#### Instructions
#1 Return the passage of the Henry Okon Archibong biography from "Personal details" up to and including "has four children.", copied word for word.
#2 In the biography of Henry Okon Archibong, turn the paragraph beginning "He began his academic journey" into a short list that keeps its main facts.
BEGIN Excerpted passage
Member of the House of Representatives of Nigeria
- In office 2015–2019

Member of the House of Representatives of Nigeria

Personal details
- Party: People's Democratic Party (Nigeria) (PDP)
- Occupation: Legislature
- Profession: Politician

= Henry Okon Archibong =

Nigerian politician

Henry Okon Archibong (born 21 August 1966) is a Medical doctor, public health Specialist, and a Nigerian politician serving as the commissioner for Housing in Akwa Ibom state. He was appointed in February 2025 by Governor Umo Eno.

== Early life and family ==
Archibong is born in Mbak Obio Itam in Itu Local Government Area. He is married and has four children.

== Academic career ==
He began his academic journey at State School II, Ikot Ekpene Street, Mile I Diobuin in Port Harcourt, After which he attended Immaculate Conception Seminary, Mfamosing, Akamkpa in Cross River State. He further his academic by attended the Federal School of Arts and Sciences, Umungasi, Aba, Abia State. In 1994 he earned his medical degree (MBBCh) from the University of Calabar. From 1994 to 1995 he enrolled for his Medical Internship at the University of Port Harcourt Teaching Hospital, After which he went for his National Youth Service Corps ( NYSC) program in 1995 to 1996.
END Excerpted passage
BEGIN Entries supplied
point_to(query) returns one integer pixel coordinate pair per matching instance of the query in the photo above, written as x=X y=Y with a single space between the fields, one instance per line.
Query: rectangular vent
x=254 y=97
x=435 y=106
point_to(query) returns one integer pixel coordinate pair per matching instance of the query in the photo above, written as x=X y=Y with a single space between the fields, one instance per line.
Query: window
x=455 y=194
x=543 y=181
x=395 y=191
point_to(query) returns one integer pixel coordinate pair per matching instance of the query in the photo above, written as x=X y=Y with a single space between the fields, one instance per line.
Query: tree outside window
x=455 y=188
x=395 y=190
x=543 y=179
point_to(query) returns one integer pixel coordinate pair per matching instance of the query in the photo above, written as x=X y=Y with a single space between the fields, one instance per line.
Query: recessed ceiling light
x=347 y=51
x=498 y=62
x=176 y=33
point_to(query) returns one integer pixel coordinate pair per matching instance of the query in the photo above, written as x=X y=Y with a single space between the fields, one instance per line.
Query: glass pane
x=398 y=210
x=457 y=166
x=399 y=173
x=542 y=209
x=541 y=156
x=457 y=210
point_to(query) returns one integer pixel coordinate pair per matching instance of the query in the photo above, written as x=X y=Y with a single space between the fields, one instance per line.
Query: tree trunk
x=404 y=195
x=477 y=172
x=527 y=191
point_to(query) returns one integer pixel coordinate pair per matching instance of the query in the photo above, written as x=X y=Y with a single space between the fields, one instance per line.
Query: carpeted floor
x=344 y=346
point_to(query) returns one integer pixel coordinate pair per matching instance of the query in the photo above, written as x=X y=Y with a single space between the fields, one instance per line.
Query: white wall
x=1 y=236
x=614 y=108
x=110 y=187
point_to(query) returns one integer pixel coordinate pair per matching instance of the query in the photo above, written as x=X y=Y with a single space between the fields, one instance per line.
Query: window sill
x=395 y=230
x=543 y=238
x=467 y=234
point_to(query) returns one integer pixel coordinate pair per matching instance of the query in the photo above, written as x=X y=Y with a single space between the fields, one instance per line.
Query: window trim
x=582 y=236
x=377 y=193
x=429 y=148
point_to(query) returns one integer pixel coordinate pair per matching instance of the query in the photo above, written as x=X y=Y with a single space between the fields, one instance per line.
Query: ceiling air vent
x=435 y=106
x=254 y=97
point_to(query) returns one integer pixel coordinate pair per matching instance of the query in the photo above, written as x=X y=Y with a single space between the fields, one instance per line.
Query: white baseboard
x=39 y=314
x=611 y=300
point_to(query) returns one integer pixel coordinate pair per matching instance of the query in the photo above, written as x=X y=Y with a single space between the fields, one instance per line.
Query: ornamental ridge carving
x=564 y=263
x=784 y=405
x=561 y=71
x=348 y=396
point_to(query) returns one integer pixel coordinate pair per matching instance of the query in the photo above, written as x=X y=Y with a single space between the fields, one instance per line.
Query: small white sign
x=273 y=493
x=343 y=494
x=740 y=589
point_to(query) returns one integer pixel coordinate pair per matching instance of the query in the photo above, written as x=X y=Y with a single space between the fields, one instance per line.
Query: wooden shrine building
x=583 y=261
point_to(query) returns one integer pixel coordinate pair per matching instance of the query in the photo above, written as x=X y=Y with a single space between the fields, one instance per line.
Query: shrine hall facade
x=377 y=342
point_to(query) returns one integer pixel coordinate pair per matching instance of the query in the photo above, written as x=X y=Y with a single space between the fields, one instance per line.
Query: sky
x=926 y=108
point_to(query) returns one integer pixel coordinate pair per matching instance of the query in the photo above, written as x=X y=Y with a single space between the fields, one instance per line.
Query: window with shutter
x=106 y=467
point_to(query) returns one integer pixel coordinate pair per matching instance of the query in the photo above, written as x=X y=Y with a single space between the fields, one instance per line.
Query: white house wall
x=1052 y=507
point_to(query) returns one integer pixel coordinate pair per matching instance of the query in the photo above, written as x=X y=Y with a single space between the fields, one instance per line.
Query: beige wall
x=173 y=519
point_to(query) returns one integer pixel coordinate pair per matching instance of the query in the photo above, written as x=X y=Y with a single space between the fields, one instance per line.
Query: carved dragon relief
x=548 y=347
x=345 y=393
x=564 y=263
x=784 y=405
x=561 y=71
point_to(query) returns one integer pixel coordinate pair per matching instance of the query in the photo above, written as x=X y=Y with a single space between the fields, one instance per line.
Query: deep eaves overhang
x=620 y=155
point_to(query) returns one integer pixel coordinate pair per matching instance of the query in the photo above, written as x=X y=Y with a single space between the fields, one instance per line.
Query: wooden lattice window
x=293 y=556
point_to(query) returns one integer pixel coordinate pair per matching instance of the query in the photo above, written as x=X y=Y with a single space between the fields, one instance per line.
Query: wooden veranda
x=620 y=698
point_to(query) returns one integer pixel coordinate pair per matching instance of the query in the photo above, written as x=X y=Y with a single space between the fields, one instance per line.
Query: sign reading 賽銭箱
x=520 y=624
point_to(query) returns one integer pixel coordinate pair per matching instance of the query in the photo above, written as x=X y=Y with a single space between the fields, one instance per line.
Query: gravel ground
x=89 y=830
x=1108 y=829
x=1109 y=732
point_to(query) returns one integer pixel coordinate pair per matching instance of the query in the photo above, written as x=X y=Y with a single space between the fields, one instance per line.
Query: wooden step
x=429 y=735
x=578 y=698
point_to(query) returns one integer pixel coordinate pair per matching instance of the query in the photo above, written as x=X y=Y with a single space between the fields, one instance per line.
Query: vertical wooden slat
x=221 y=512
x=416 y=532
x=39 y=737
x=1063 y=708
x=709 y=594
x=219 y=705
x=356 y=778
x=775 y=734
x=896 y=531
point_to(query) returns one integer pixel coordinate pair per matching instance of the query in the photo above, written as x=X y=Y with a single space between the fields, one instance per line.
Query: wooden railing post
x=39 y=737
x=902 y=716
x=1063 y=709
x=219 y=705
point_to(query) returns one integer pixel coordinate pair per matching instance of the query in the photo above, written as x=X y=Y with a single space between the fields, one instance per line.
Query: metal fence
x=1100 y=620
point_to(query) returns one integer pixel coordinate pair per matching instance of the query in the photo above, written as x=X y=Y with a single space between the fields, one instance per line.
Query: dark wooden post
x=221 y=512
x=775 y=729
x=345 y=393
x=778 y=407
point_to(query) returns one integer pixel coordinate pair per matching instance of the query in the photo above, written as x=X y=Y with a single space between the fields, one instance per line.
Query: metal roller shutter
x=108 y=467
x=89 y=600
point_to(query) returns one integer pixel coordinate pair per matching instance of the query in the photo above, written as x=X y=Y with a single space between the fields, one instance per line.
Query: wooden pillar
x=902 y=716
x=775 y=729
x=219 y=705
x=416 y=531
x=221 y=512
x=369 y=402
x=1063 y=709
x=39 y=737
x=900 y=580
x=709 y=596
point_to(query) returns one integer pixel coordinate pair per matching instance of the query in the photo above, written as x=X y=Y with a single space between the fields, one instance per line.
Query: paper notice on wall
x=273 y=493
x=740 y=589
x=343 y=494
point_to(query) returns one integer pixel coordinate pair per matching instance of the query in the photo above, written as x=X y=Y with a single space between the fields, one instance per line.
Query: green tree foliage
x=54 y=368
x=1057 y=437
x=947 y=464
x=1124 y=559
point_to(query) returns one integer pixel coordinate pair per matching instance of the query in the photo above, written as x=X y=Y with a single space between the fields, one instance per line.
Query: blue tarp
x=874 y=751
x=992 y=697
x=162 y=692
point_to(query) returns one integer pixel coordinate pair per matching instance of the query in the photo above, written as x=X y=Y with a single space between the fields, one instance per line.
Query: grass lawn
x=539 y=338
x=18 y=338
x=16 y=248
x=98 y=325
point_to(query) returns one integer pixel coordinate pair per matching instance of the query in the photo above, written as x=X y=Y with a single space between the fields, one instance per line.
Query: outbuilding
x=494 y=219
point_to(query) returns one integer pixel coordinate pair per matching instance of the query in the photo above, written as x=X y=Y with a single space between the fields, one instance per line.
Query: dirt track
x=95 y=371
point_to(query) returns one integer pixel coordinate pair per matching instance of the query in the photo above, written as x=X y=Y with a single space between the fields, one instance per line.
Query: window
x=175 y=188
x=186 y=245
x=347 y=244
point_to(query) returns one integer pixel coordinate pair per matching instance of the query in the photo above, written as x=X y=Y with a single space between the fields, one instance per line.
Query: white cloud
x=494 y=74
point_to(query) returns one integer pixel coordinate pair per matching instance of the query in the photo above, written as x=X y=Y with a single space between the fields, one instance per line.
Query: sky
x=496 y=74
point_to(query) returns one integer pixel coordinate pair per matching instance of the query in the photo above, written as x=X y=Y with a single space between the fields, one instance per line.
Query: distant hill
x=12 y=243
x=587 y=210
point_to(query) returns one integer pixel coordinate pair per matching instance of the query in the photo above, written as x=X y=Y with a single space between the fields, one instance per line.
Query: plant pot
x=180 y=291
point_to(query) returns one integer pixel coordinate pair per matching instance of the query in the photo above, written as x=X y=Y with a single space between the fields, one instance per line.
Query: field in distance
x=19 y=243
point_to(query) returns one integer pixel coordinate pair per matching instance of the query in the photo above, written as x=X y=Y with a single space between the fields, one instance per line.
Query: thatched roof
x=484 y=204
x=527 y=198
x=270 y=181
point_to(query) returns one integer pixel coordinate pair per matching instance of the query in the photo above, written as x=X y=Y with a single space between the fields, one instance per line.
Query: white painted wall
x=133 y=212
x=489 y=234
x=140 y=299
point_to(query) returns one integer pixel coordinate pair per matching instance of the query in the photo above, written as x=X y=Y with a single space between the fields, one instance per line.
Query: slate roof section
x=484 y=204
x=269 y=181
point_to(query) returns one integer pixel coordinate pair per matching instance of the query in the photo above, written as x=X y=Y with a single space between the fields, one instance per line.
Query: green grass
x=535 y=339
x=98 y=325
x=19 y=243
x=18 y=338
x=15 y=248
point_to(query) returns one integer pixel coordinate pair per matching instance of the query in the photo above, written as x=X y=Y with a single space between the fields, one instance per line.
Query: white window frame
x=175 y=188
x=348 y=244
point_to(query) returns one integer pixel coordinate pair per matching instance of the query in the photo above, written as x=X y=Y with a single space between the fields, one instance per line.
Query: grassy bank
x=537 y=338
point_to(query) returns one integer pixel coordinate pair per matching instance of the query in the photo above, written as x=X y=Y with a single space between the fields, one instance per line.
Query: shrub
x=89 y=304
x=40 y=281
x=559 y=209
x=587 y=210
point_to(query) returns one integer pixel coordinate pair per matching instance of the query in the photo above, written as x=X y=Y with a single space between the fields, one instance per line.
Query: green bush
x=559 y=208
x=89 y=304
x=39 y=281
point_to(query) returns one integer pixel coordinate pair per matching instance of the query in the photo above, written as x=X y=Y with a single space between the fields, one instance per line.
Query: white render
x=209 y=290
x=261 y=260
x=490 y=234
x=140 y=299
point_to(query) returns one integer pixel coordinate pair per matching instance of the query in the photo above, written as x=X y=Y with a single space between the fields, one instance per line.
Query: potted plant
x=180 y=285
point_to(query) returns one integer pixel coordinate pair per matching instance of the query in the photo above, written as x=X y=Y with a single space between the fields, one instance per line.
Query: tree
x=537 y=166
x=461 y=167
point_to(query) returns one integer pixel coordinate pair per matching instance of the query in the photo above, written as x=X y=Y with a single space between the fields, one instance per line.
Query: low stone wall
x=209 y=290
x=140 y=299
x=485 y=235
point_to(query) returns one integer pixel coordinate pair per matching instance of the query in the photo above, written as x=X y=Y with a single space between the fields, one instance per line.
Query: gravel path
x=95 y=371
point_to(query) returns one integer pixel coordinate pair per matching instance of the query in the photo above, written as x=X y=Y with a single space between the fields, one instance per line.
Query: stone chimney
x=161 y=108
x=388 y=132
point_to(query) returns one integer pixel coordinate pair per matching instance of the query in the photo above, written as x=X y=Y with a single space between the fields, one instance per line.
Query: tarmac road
END Entries supplied
#### Answers for the exercise
#1
Personal details
- Party: People's Democratic Party (Nigeria) (PDP)
- Occupation: Legislature
- Profession: Politician

= Henry Okon Archibong =

Nigerian politician

Henry Okon Archibong (born 21 August 1966) is a Medical doctor, public health Specialist, and a Nigerian politician serving as the commissioner for Housing in Akwa Ibom state. He was appointed in February 2025 by Governor Umo Eno.

== Early life and family ==
Archibong is born in Mbak Obio Itam in Itu Local Government Area. He is married and has four children.

#2
- First school: State School II, Ikot Ekpene Street, Mile I Diobuin, Port Harcourt
- Then: Immaculate Conception Seminary, Mfamosing, Akamkpa, Cross River State
- Then: Federal School of Arts and Sciences, Umungasi, Aba, Abia State
- 1994: medical degree (MBBCh), University of Calabar
- 1994–1995: medical internship, University of Port Harcourt Teaching Hospital
- 1995–1996: National Youth Service Corps (NYSC) program